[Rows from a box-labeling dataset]
— begin —

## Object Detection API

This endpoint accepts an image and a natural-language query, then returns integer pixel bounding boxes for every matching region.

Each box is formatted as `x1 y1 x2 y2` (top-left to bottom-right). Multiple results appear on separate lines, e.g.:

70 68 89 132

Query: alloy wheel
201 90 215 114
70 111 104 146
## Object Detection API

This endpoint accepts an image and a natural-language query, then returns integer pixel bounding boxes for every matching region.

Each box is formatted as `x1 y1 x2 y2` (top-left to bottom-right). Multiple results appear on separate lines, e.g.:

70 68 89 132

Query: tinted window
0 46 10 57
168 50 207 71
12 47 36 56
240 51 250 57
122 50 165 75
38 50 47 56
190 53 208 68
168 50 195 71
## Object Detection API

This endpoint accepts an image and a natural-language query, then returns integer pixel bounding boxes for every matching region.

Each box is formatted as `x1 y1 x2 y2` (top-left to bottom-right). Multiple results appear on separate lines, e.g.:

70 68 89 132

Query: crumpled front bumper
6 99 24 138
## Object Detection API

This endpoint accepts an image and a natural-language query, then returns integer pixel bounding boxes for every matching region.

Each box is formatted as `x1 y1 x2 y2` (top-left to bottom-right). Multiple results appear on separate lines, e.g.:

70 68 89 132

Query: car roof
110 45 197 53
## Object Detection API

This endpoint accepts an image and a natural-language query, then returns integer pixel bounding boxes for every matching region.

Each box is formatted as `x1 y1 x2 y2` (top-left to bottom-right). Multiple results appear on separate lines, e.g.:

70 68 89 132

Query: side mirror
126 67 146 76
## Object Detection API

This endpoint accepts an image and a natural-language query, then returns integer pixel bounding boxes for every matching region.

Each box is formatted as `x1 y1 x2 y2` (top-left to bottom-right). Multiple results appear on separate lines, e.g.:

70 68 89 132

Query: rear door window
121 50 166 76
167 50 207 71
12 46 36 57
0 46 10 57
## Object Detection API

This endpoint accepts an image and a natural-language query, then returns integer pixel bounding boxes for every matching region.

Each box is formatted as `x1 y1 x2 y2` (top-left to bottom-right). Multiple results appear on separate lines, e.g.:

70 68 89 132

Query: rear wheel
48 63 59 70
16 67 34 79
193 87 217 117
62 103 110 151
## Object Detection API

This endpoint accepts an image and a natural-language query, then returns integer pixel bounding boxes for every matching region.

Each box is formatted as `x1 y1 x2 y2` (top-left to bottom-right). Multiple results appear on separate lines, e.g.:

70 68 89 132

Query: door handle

— end —

### Instructions for the task
Write out all the lines above again, substituting "enclosing rectangles" for "bounding boxes" wherever it occurs and leaving everything else unchanged.

### Complete answer
## Object Detection API

This endpoint accepts an image and a natural-language query, then returns integer pixel enclosing rectangles for every matching region.

Each box is formatted as `x1 y1 x2 y2` (top-left to bottom-right). Multiple results appear on separate lines, e.g.:

70 68 89 132

Query: alloy wheel
201 90 215 114
70 111 104 146
## Object Detection API

This endpoint accepts an image and a natural-language query, then returns integer pixel enclosing rectangles for every matching region.

Each box is formatted as `x1 y1 x2 y2` (top-left to bottom-right). Multiple results appear on separate lines, e.g.:

70 68 89 132

Query: tinted window
0 46 10 57
168 50 207 71
12 47 36 56
240 51 250 57
122 50 165 75
38 50 47 56
190 53 208 68
168 50 195 71
## Object Detection API

This endpoint accepts an image and a natural-language query, then returns integer pixel enclosing rectangles for every matching region.

Each box is formatted as `x1 y1 x2 y2` (top-left to bottom-right). Multiple results appear on separate lines, e.g.:

70 68 89 132

Query: crumpled front bumper
6 99 24 138
## Object Detection API

This endpoint accepts an image and a natural-language query, then returns integer pixel enclosing rectangles for every matching region.

Each box is formatted as `x1 y1 x2 y2` (top-left to bottom-right). Multiple results appear on separate lines, e.g.:

70 68 89 132

Query: car roof
110 45 197 53
## Object Detection API

This endpoint accepts an image and a natural-language query, then returns integer pixel enclosing rectangles for every matching region.

Each box is formatted as `x1 y1 x2 y2` (top-left to bottom-right). Multiple results appear on separate lines, e.g.:

70 68 89 132

Query: side mirror
126 67 146 76
## Object Detection API

This endpoint accepts an image and a natural-language query, then returns integer pixel enclosing rectangles for every matching region.

Each box is formatted as `x1 y1 x2 y2` (top-left to bottom-right). Multiple results appear on separate lines, e.g.:

70 68 89 132

Query: rear door window
121 50 166 76
167 50 207 71
12 46 36 57
0 46 10 57
## Object Detection API

This endpoint accepts an image and a natural-language query, then returns integer pixel enclosing rectangles for every matching region.

Each box is formatted as `x1 y1 x2 y2` (top-left to bottom-right). Multiple results appear on separate lines, e.g.:

70 68 89 132

Query: rear wheel
48 63 59 70
16 67 34 79
193 87 217 117
62 103 110 151
## Object Detection API

This endpoint accepts an image and a natural-language query, then returns integer pixel enclosing rectangles for every matching region.

Each box is formatted as `x1 y1 x2 y2` (top-left to bottom-right). Multiple results appear on separate lines, e.g.:

70 68 89 132

Query: door handle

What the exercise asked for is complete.